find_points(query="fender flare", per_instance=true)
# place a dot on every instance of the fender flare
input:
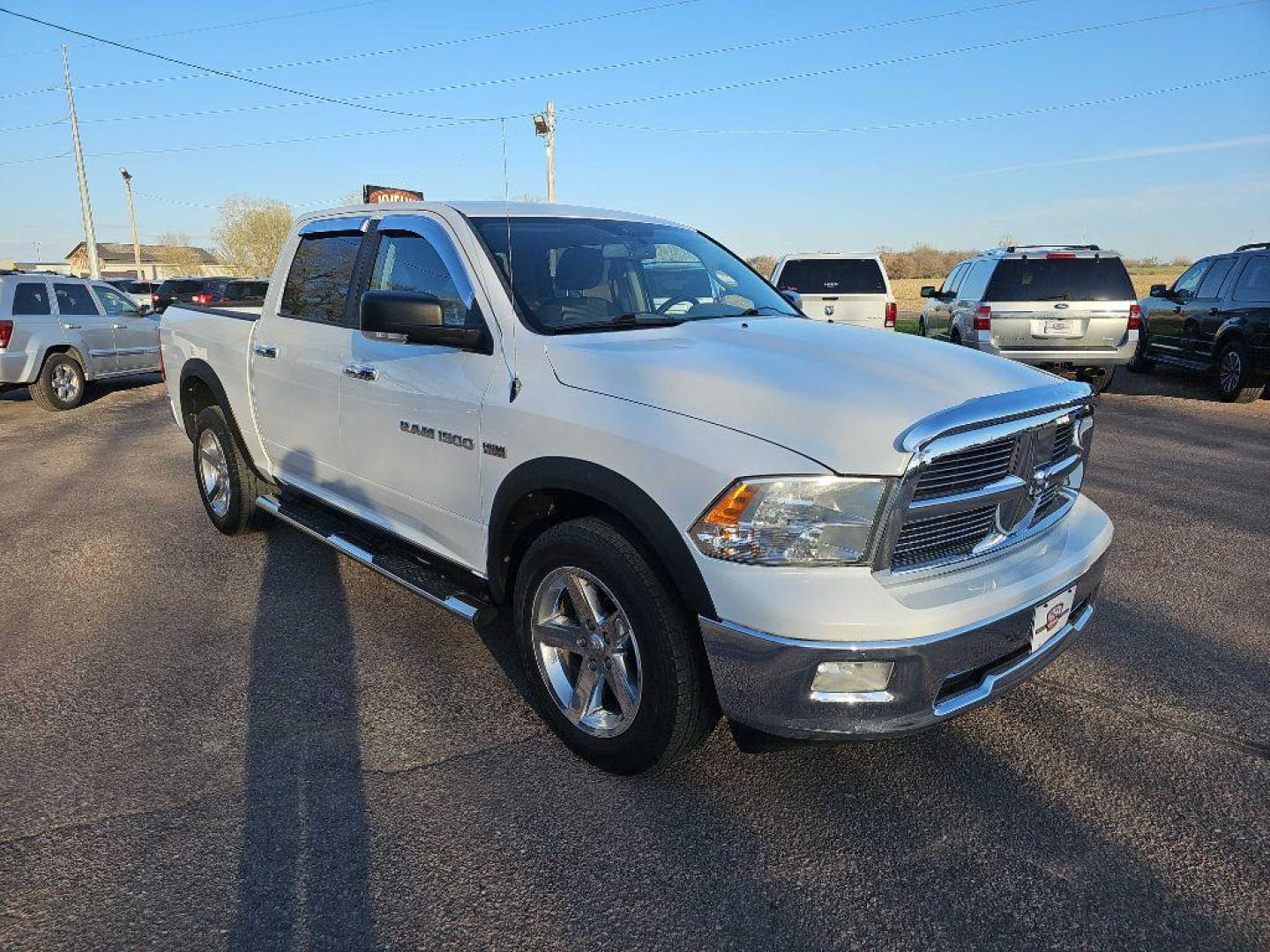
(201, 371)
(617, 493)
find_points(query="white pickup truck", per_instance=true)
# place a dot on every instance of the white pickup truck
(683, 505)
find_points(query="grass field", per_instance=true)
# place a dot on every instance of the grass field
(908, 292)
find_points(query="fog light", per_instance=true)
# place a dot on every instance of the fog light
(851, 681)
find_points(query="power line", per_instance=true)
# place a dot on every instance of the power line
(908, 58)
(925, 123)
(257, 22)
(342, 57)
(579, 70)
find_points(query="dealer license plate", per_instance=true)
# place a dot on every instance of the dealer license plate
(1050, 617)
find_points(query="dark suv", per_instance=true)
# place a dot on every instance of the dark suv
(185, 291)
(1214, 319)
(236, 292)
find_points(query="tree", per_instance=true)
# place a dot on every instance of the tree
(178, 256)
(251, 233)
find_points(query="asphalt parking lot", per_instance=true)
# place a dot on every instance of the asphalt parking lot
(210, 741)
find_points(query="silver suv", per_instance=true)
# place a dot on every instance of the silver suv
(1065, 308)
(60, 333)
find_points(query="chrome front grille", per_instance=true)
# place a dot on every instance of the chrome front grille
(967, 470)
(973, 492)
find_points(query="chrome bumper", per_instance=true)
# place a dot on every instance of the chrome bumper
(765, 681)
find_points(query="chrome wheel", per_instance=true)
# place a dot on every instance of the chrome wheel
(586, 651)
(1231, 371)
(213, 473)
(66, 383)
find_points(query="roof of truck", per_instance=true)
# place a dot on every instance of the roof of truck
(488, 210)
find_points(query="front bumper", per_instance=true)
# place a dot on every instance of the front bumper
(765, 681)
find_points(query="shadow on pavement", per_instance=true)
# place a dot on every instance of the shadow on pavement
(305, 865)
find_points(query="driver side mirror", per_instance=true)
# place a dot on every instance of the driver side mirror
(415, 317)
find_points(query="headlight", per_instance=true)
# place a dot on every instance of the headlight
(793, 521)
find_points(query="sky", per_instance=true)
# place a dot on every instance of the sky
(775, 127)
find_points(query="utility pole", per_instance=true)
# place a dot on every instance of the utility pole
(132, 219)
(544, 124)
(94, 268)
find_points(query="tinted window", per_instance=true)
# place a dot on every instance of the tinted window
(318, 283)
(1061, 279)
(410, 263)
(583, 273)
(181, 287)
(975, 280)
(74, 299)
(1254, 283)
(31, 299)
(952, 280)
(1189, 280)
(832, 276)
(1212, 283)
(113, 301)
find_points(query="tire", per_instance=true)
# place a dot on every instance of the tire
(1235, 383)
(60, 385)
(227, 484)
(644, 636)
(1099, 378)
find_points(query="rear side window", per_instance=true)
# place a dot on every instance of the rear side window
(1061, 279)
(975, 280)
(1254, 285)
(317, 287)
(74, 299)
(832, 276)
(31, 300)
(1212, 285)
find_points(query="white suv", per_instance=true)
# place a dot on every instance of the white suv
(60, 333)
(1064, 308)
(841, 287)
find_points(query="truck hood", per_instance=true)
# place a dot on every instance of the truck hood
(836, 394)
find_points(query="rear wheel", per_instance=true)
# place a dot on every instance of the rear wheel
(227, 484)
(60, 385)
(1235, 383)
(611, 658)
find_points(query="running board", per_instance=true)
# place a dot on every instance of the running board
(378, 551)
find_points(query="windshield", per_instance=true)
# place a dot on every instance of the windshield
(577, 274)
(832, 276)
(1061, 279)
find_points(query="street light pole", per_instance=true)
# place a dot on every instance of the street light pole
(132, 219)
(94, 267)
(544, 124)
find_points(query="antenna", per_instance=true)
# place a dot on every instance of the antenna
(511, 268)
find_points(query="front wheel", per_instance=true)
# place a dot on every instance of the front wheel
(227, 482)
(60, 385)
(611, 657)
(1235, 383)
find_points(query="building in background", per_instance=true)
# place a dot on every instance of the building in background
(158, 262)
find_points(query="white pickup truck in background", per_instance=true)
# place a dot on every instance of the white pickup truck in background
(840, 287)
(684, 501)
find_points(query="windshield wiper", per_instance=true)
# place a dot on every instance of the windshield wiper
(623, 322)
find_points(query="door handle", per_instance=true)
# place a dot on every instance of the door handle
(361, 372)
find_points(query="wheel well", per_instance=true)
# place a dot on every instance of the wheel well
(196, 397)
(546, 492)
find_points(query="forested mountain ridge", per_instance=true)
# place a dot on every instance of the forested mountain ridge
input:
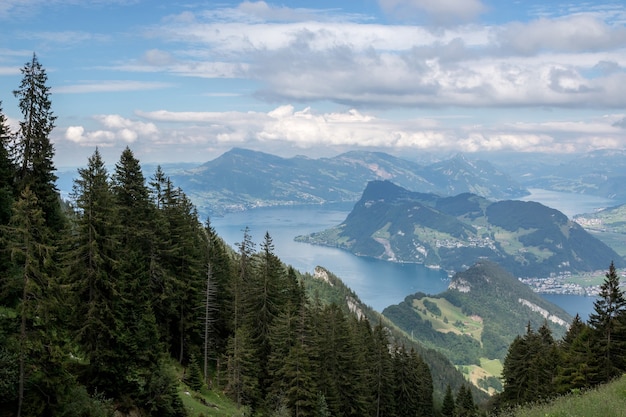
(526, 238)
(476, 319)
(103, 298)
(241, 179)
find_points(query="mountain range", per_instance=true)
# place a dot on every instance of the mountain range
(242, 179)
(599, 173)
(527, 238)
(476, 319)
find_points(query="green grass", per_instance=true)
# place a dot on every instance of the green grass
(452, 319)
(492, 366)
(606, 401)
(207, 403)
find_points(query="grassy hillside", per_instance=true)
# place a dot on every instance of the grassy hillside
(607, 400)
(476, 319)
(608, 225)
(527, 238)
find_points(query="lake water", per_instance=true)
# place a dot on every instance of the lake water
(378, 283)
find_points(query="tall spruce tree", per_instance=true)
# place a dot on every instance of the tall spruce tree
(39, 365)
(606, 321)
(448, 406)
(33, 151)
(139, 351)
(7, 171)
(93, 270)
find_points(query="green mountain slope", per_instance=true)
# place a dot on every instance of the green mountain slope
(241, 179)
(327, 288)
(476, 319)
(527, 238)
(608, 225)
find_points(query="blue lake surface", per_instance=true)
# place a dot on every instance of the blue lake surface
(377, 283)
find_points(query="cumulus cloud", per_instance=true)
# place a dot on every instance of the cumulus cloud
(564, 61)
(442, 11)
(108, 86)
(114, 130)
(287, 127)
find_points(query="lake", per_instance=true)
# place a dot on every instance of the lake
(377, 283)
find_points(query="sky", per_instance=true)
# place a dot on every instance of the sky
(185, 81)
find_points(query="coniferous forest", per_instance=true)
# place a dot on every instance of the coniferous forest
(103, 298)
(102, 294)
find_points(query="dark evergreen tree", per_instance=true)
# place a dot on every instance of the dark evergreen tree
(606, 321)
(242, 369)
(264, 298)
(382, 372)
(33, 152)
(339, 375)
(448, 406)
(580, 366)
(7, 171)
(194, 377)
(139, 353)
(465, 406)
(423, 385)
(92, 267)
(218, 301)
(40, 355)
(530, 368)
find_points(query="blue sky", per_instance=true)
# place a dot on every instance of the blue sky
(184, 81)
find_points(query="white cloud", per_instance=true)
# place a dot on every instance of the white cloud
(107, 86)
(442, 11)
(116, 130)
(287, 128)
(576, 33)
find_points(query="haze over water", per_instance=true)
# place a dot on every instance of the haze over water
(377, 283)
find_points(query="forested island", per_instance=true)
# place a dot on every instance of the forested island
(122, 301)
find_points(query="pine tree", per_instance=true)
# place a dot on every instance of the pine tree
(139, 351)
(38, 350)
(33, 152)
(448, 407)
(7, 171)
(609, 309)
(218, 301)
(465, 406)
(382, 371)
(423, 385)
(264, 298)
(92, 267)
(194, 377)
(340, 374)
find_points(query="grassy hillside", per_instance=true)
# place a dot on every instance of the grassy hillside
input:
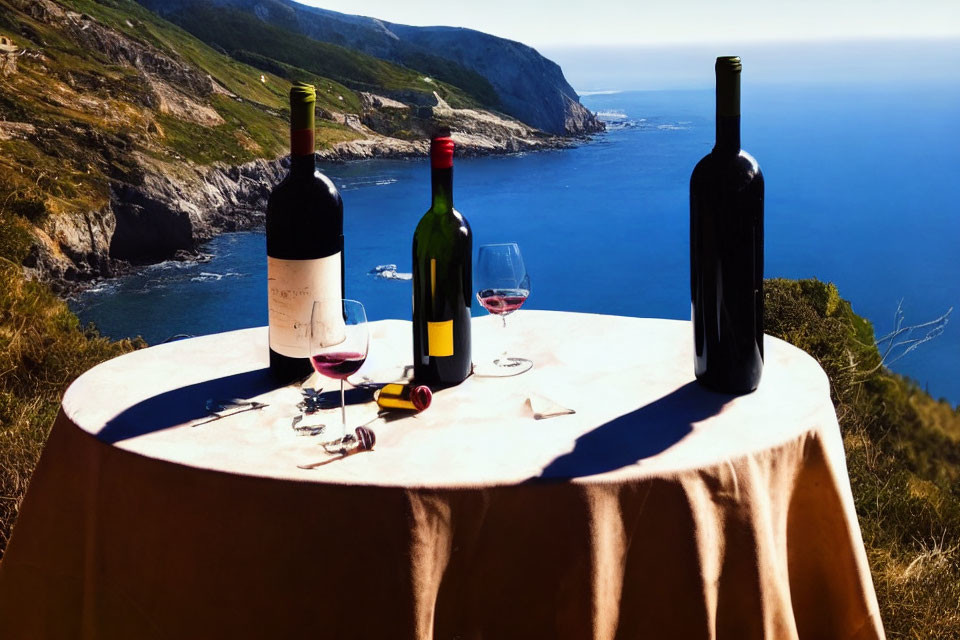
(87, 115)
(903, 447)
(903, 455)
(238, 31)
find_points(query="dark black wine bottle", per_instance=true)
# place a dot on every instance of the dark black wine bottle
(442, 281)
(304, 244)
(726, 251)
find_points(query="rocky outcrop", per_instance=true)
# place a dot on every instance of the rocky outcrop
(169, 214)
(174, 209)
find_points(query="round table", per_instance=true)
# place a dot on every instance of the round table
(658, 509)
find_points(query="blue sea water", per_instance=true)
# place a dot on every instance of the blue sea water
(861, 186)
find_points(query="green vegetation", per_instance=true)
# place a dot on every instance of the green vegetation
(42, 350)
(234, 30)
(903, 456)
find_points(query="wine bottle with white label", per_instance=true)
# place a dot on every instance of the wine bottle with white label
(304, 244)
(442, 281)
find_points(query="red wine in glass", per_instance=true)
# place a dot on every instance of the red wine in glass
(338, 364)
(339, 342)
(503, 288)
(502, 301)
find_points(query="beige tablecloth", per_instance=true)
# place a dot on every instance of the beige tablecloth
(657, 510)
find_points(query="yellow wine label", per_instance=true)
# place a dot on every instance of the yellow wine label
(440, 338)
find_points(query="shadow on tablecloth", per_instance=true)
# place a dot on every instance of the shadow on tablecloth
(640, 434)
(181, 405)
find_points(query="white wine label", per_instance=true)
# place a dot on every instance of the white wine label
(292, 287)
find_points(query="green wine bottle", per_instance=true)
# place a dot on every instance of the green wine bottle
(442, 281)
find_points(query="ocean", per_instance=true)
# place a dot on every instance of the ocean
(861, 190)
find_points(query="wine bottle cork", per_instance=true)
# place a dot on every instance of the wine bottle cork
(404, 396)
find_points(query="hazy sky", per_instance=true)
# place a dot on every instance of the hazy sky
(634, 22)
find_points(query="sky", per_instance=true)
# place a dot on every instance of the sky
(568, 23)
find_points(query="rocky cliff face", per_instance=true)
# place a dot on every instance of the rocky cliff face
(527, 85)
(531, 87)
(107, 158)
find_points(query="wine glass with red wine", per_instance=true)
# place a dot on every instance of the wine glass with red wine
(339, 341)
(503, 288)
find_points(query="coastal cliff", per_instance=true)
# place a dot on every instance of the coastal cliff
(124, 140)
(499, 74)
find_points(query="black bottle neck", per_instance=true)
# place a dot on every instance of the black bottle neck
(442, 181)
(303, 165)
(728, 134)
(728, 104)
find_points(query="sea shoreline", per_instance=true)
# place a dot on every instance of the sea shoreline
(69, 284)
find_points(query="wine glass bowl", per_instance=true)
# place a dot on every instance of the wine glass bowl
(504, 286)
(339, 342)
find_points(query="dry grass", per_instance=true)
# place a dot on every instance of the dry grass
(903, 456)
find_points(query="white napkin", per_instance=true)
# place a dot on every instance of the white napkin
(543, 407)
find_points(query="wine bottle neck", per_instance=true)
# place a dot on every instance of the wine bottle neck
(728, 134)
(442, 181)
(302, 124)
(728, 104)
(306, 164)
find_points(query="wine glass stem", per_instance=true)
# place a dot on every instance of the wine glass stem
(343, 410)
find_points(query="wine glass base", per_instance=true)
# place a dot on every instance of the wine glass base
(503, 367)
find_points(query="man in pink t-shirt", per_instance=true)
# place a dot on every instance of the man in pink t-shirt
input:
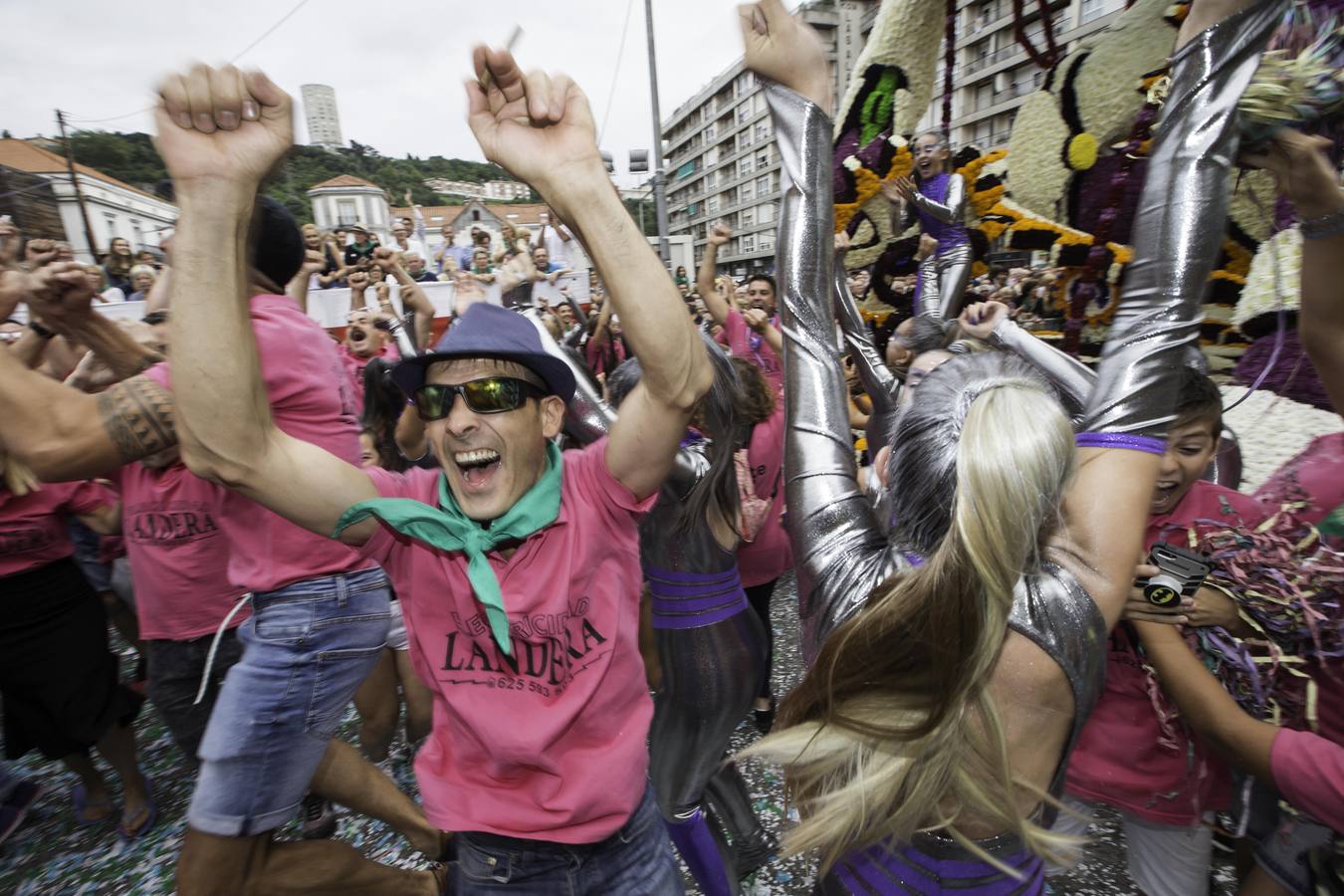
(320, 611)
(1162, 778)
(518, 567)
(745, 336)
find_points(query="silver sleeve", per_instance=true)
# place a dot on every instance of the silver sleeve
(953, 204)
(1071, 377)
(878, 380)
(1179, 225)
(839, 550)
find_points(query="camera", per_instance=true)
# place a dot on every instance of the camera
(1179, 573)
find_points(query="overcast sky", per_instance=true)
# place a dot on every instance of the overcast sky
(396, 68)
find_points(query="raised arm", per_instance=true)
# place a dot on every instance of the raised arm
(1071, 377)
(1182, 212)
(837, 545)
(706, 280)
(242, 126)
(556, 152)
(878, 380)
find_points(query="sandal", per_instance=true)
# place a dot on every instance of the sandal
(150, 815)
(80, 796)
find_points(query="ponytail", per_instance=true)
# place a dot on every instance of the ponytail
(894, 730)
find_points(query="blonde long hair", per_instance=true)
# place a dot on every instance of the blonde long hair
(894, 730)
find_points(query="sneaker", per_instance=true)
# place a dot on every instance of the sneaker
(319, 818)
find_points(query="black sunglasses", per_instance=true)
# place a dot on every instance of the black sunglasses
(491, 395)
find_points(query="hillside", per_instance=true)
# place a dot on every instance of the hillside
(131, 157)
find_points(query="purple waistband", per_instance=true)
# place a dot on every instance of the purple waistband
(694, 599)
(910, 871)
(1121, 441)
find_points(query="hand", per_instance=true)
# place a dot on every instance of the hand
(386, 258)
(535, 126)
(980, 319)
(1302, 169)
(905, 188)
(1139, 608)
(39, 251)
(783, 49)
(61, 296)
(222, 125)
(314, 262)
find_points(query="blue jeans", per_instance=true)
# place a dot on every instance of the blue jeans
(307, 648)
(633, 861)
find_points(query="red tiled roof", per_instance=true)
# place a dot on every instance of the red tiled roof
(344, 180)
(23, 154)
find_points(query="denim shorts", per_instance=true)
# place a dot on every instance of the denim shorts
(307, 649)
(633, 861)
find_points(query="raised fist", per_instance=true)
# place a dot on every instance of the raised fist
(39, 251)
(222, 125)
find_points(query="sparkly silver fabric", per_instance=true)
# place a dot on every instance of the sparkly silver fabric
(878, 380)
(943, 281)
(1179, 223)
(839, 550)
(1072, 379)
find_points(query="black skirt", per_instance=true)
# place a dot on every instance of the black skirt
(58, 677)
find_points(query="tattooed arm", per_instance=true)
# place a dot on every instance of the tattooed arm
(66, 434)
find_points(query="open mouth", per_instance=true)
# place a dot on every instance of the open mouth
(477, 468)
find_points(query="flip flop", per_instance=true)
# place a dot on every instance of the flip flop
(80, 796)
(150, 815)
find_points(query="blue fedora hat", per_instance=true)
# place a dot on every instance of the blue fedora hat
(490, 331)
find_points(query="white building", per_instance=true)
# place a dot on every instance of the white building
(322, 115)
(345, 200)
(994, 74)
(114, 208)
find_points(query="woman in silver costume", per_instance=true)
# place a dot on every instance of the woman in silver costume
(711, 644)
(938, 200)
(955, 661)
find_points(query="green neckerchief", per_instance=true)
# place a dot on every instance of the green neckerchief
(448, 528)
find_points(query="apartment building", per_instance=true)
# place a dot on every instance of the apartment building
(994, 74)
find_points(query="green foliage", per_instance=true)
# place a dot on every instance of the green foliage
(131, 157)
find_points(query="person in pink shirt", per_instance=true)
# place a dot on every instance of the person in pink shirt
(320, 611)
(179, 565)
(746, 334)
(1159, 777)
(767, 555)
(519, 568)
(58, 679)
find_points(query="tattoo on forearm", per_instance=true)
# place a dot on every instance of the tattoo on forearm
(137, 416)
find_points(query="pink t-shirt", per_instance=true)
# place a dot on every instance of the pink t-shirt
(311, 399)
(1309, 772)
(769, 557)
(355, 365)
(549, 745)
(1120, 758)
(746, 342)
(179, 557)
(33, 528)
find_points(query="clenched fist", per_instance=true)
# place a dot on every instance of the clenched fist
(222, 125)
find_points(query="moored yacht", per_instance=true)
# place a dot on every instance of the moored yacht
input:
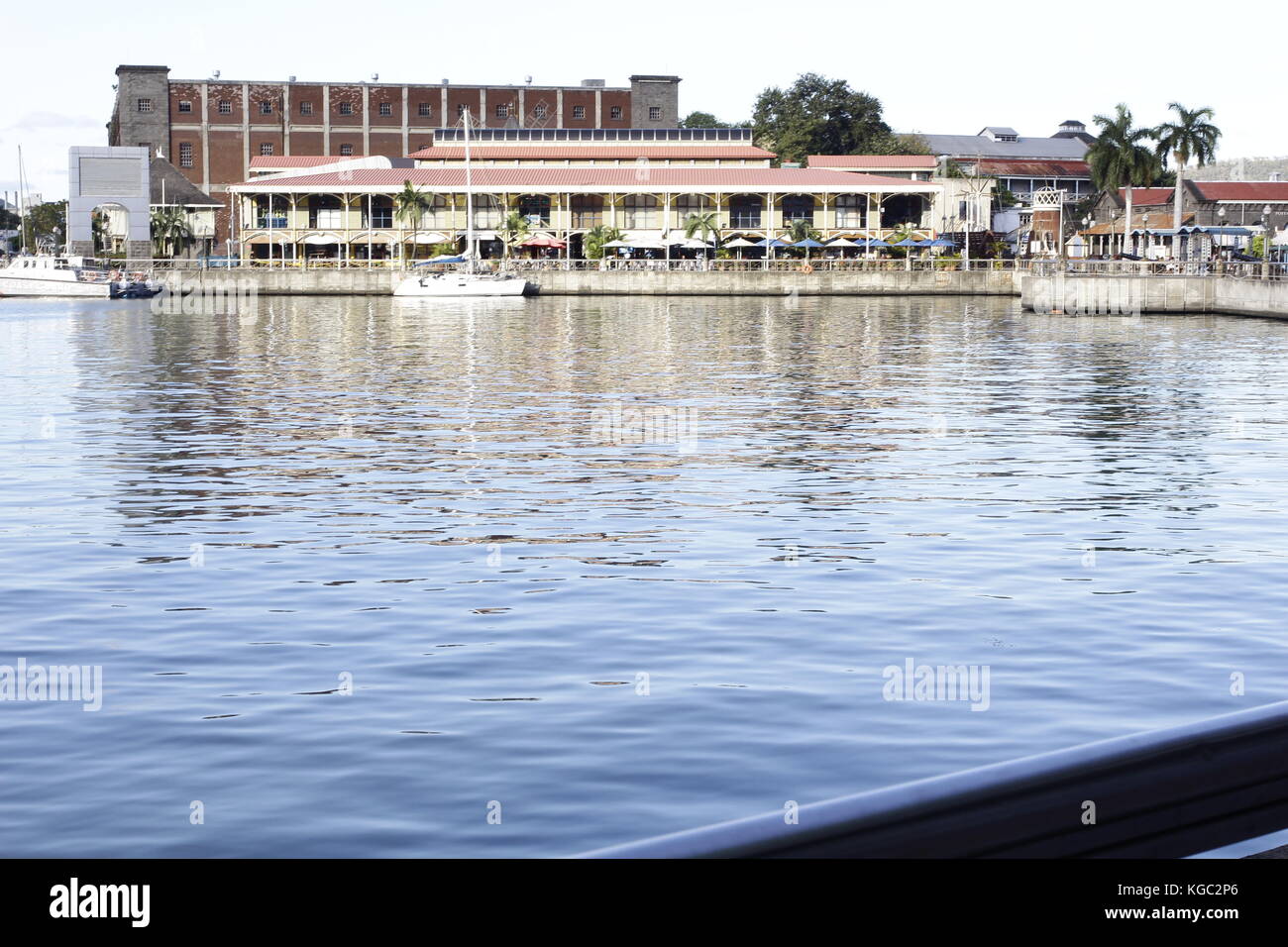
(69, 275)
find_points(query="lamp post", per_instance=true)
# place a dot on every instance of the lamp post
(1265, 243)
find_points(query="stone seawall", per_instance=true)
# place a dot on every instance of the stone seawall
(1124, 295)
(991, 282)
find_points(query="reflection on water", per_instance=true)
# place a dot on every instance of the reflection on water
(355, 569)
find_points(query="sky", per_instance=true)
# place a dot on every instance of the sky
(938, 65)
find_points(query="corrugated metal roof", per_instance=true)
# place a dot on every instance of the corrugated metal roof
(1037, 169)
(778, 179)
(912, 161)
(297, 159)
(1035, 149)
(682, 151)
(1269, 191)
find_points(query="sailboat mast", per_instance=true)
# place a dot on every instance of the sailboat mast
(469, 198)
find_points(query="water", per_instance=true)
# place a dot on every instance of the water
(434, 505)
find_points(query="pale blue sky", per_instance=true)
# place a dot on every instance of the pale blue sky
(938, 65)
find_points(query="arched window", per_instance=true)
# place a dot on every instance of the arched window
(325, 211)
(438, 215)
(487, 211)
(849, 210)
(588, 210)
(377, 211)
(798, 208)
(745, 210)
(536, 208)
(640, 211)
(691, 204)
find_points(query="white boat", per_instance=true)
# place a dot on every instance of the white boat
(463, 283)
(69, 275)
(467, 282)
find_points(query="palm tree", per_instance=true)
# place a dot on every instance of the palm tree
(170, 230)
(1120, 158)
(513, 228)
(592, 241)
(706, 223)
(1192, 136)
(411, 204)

========

**What you will do**.
Lines holding the word "fender": say how many there are in the data, and nothing more.

**Exercise result**.
2